A car title loan uses the borrower’s free-and-clear vehicle title as collateral, while a home equity loan uses the borrower’s home or real estate property as collateral. With both of these loan types, the borrower risks losing their collateral should they miss a certain amount of payments or default on their loan. Lenders for secured loans typically care more about the equity in the collateral over the borrower’s financial history. Therefore, secured loans tend to be a popular choice for bad credit borrowers.
An unsecured loan is funding that does not require collateral. Instead of looking at the equity in a borrower’s collateral, lenders for unsecured loans will instead look into the borrower’s credit score and financial history. However, there are bad credit lenders who specialize in unsecured personal loans, which means that it may be possible to find funding with this loan type even if you have a less-than-perfect credit score.

* **REQUIREMENTS**
(a) From the passage on secured and unsecured loans, extract the words starting at "An unsecured loan" up to and including "less-than-perfect credit score.".
(b) Translate this sentence from the passage on secured and unsecured loans into Spanish: "An unsecured loan is funding that does not require collateral."
(c) Carry on the passage on secured and unsecured loans from the point where it stops.

(Point annotation dataset records)
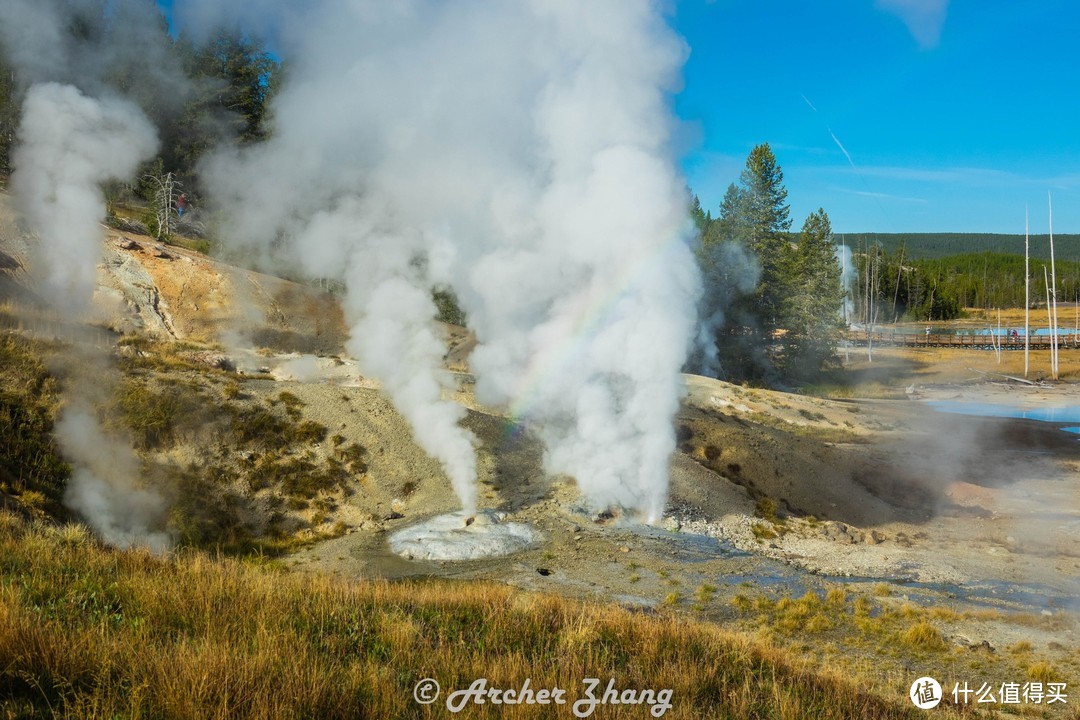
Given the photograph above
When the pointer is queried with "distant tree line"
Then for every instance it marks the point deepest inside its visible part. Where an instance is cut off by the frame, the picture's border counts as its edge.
(772, 300)
(202, 93)
(930, 245)
(893, 287)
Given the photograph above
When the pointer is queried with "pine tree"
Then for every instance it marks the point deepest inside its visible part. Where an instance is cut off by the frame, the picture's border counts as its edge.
(812, 308)
(765, 223)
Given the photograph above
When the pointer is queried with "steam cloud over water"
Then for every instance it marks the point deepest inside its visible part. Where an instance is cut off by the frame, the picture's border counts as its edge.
(520, 153)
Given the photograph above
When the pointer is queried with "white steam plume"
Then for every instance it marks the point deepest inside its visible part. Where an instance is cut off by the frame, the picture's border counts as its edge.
(520, 153)
(69, 145)
(102, 487)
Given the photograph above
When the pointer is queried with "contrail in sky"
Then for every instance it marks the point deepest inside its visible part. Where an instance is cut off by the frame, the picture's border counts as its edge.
(851, 162)
(840, 145)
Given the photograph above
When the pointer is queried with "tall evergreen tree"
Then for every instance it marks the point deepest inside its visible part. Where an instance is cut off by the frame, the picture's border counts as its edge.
(766, 223)
(812, 309)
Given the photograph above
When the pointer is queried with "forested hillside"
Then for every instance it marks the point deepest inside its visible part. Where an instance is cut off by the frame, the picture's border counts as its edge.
(931, 245)
(197, 94)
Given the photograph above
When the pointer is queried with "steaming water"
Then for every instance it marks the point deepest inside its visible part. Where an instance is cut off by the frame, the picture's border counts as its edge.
(1068, 413)
(448, 538)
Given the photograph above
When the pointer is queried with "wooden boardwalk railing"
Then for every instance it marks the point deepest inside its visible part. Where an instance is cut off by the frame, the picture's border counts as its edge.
(894, 339)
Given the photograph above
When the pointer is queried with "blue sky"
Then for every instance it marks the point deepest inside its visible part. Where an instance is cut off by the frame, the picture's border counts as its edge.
(954, 116)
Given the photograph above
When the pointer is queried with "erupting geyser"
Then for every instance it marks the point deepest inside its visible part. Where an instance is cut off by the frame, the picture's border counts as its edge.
(520, 153)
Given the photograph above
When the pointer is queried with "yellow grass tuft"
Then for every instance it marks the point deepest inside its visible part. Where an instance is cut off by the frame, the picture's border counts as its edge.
(91, 632)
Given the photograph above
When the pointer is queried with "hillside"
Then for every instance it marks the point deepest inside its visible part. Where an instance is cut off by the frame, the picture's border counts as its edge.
(281, 471)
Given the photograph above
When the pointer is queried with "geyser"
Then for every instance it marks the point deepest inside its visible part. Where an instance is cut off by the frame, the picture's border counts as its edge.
(462, 537)
(518, 153)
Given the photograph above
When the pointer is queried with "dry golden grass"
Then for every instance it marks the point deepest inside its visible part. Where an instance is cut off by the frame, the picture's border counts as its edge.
(90, 632)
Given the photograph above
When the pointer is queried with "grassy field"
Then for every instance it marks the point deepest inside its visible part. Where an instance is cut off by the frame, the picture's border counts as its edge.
(86, 632)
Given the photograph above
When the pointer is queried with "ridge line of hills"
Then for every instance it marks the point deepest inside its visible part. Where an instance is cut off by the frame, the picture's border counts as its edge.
(932, 245)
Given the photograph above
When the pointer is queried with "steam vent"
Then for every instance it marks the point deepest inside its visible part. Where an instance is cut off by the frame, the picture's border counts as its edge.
(462, 537)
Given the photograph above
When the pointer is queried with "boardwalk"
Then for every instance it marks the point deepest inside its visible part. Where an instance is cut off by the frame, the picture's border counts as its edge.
(894, 339)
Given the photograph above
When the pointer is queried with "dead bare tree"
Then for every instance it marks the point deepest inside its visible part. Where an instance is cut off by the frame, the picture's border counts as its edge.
(166, 202)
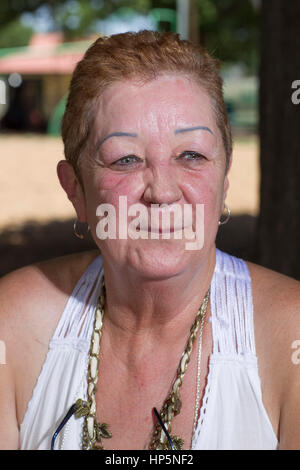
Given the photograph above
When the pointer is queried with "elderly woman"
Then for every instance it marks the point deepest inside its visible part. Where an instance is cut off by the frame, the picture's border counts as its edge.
(154, 343)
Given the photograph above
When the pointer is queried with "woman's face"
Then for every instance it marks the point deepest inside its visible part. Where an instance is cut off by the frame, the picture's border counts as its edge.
(156, 143)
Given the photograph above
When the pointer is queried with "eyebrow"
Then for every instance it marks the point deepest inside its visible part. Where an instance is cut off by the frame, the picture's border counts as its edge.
(134, 134)
(188, 129)
(117, 134)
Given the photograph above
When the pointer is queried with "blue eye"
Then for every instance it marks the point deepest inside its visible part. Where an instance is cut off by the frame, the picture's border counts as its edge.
(190, 155)
(128, 160)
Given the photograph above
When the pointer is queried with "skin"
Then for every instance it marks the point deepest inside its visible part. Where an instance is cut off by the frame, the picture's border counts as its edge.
(146, 321)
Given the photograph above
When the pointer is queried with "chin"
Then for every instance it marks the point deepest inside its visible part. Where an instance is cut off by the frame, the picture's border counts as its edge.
(161, 260)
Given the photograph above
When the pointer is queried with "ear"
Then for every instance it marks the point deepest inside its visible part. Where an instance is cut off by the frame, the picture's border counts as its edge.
(226, 181)
(70, 183)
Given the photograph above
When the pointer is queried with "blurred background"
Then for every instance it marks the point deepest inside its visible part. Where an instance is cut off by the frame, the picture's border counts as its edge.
(40, 44)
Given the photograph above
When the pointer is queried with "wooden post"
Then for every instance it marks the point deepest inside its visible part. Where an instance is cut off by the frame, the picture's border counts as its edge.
(187, 20)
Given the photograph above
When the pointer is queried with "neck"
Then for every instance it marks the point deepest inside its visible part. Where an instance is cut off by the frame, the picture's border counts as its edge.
(151, 311)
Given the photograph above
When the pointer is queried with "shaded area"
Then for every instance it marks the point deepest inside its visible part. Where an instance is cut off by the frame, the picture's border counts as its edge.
(35, 242)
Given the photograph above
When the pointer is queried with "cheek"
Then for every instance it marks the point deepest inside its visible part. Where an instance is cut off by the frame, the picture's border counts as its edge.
(108, 186)
(206, 189)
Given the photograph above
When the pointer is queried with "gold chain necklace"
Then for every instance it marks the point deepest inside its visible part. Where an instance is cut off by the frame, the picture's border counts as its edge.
(94, 432)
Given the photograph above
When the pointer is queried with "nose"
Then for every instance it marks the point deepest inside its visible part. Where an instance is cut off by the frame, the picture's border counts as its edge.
(161, 185)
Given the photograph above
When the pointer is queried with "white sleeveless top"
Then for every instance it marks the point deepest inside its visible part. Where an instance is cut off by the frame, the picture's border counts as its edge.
(232, 414)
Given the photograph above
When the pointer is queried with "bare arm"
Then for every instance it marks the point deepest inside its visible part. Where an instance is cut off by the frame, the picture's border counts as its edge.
(9, 432)
(290, 409)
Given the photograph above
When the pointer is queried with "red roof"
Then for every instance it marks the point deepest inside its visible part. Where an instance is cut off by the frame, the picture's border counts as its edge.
(46, 54)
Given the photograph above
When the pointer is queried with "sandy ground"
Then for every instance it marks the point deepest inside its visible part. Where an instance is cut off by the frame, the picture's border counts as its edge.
(30, 190)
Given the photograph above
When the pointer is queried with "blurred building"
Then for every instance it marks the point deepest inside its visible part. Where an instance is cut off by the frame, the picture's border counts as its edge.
(37, 78)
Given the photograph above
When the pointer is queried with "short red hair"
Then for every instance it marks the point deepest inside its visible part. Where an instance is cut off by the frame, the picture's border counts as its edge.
(144, 56)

* **OUTPUTS IN ORDER**
(a)
An unsecured loan is funding that does not require collateral. Instead of looking at the equity in a borrower’s collateral, lenders for unsecured loans will instead look into the borrower’s credit score and financial history. However, there are bad credit lenders who specialize in unsecured personal loans, which means that it may be possible to find funding with this loan type even if you have a less-than-perfect credit score.

(b) Un préstamo sin garantía es un financiamiento que no requiere colateral.

(c)
Car Title Loans
Car title loans are secured loans that use a borrower’s vehicle title as collateral. Usually, a borrower’s vehicle title must be free-and-clear in order for it to qualify for an auto title loan. When a vehicle title is free-and-clear, this means the car owner owns their vehicle outright and is no longer making payments on it. Sometimes, car title lenders are willing to lend higher loan amounts to borrowers who don’t have a free-and-clear vehicle title, allowing them to pay off their car and remove any liens. While this may sound like a convenient option, it will significantly increase the loan amount for your car title loan, making it even more difficult to pay off.
Home Equity Loans
Home equity loans are secured loans that use a borrower’s home or real estate property as collateral. If you decide to apply for a home equity loan, an appraiser may come to your home and look around to evaluate its condition. Based on this inspection, you will find out the current equity in your home. If your home has equity that is more than the amount you currently have left to pay off your home, then your home is considered to have positive equity. While home equity loans can be used to pay for a variety of expenses, the most common reason people take out home equity loans is to refinance their original mortgages.
Payday loans are a type of cash advance loan designed for borrowers who need money while in between paydays. Given their design, payday loans are usually due when the borrower receives their next paycheck (about two weeks or less). Since payday loans have such brief repayment terms, loan amounts usually stay relatively low—about a few hundred dollars or less.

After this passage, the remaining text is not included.